Problem statement =
Please update everything from the line containing "Where can you see the maroon" down to the last line, replacing "bare arm" with "exposed arm" and keeping all else the same. Return only those lines.

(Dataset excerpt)
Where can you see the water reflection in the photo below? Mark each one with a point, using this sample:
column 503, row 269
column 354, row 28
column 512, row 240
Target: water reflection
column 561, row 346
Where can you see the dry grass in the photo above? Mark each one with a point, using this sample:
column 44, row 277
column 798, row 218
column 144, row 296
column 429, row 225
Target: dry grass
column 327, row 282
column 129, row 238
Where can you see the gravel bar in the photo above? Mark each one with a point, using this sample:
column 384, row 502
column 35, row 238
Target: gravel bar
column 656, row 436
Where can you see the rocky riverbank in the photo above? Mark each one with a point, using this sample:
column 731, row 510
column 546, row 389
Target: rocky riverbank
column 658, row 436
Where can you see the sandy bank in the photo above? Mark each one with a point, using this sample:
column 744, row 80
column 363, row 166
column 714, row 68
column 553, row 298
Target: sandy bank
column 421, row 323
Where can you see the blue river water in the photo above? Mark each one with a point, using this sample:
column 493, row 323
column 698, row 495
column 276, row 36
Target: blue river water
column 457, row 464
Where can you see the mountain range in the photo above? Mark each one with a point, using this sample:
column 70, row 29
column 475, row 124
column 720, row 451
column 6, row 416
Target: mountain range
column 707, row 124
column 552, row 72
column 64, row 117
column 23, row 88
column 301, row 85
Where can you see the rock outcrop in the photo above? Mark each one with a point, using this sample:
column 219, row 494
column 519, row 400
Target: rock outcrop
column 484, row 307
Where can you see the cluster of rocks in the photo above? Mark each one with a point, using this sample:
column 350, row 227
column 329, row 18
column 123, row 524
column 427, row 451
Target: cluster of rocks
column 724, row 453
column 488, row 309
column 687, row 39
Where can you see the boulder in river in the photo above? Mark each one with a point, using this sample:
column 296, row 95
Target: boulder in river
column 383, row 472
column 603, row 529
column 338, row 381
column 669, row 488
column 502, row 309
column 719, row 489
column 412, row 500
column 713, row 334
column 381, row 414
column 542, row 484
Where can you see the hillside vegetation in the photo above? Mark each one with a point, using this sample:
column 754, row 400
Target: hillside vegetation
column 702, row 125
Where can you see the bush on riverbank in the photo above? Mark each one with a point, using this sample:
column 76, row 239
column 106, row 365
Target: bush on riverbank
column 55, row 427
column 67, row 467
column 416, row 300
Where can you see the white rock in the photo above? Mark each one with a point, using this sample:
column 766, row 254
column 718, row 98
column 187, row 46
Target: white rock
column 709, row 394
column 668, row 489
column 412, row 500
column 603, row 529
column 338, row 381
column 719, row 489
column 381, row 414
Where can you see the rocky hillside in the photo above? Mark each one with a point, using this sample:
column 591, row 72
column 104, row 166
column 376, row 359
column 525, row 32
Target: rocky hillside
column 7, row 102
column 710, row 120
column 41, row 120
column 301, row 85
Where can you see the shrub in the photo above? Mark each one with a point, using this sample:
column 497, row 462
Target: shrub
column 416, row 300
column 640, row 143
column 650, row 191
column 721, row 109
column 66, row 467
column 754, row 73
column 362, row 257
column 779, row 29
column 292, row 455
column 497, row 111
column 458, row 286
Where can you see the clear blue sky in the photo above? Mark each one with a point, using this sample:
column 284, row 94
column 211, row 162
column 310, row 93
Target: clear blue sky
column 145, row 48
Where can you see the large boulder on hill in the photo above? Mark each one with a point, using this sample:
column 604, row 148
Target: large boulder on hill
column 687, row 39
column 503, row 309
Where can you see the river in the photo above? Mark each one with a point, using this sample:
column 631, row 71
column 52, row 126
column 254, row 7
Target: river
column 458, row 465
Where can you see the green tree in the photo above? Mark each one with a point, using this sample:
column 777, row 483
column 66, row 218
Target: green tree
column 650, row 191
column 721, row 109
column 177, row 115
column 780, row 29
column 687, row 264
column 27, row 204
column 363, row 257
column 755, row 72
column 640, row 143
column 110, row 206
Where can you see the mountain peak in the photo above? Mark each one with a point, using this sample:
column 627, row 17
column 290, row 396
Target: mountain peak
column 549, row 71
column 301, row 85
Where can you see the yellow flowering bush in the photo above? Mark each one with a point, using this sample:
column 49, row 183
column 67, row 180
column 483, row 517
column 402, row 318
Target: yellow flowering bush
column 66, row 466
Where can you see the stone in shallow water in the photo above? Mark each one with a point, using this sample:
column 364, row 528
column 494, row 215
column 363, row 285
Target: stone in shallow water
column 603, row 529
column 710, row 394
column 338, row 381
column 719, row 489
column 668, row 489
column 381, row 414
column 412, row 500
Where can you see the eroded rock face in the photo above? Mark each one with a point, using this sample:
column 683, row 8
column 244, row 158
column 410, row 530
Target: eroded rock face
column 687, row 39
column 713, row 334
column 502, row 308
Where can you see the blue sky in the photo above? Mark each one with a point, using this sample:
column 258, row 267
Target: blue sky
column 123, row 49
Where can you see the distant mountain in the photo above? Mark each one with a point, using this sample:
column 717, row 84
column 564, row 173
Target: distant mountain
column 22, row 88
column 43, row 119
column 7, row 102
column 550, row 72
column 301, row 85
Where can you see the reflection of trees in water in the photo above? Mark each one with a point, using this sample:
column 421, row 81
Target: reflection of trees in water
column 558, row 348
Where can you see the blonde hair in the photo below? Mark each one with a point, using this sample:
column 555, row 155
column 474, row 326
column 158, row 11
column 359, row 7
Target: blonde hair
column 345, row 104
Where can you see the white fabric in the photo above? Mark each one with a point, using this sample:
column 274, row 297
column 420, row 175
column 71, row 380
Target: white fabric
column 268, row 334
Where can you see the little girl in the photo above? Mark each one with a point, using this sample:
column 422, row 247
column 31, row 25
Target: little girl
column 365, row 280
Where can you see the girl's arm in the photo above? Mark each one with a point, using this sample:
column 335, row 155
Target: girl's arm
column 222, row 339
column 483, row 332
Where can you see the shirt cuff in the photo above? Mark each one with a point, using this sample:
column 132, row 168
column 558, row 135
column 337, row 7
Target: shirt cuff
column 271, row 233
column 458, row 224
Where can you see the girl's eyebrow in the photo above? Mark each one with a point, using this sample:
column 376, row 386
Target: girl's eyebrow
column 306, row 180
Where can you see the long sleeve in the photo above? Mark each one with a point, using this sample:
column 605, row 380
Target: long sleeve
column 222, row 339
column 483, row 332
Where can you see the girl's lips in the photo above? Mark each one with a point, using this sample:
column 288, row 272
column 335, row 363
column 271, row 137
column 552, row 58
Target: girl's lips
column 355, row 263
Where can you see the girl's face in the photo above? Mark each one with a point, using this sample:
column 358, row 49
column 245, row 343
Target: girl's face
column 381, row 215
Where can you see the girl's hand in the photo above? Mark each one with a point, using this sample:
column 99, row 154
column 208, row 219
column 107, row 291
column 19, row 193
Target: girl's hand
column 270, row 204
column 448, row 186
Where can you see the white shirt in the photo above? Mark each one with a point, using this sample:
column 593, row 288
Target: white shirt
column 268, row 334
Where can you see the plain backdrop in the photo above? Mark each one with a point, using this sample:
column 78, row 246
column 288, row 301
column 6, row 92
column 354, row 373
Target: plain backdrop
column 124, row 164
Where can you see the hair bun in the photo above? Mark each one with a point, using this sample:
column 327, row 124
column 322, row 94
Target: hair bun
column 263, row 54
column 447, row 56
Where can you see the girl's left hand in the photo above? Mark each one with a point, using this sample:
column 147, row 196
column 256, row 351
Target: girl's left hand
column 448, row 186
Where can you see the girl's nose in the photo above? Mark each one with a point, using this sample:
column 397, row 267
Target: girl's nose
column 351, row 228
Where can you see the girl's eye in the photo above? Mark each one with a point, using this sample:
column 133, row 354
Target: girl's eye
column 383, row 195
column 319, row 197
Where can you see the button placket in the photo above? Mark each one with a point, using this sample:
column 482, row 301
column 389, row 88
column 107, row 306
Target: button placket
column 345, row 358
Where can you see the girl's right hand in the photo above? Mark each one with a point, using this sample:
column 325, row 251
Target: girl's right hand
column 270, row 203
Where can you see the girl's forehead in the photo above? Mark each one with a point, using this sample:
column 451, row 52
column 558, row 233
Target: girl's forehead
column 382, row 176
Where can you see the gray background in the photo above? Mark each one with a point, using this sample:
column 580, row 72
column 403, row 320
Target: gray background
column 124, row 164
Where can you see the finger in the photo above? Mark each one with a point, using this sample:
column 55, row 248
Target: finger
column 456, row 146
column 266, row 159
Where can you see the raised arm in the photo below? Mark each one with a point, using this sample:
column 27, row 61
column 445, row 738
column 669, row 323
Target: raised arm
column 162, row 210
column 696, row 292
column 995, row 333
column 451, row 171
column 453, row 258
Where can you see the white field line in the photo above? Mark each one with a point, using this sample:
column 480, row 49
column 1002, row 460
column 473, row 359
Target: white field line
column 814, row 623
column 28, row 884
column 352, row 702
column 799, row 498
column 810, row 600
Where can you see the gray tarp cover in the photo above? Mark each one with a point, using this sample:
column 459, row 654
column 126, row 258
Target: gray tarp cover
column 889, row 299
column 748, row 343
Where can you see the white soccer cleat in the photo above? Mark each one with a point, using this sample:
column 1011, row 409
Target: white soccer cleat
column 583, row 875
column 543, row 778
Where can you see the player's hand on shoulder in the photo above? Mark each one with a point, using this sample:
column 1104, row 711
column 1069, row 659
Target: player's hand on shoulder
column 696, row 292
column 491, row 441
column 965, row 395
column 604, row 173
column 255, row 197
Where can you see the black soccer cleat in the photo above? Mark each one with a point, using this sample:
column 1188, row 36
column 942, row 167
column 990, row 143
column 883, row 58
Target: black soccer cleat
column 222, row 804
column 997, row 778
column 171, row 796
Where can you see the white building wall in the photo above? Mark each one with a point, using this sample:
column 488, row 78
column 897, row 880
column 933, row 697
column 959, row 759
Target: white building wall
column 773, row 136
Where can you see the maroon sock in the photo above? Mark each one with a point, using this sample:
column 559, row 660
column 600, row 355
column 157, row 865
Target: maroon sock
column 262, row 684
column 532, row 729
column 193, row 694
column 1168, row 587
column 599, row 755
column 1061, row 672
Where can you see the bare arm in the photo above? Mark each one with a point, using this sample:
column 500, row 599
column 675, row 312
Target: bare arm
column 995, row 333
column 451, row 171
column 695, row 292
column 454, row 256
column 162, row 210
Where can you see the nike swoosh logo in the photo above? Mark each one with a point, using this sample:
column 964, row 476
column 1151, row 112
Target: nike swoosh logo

Task result =
Where can you see the maroon sock in the photo above? Mark each one with a point, using this sample:
column 559, row 660
column 600, row 355
column 157, row 865
Target: maroon sock
column 262, row 684
column 532, row 729
column 193, row 694
column 1168, row 587
column 599, row 755
column 1061, row 672
Where can you see the exposed arm in the photo above? Mark each one with a point, using this sample:
column 500, row 599
column 675, row 312
Target: exposed arm
column 995, row 333
column 451, row 171
column 695, row 292
column 454, row 256
column 162, row 210
Where can you see the nike swoosh logo in the photo above? Mark each one with a point, using this sample:
column 964, row 476
column 1151, row 112
Target: nike swoosh logo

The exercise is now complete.